BEGIN Data supplied

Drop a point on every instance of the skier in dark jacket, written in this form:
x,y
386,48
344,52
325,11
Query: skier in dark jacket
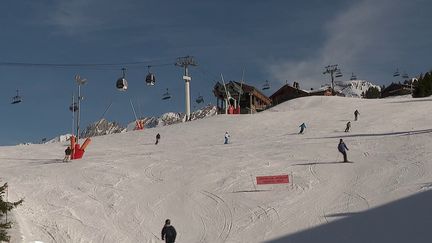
x,y
348,127
356,113
302,127
157,138
343,148
168,232
68,152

END Data supplied

→ Activity:
Pictures are to be omitted; otherwise, write out the data exactly as it appears.

→ Solution for this exercise:
Drop a point on every instance of the skier in dark jacket, written in this form:
x,y
386,48
344,52
325,11
Query: skier in dark jacket
x,y
348,127
356,113
302,127
157,138
343,148
168,232
68,152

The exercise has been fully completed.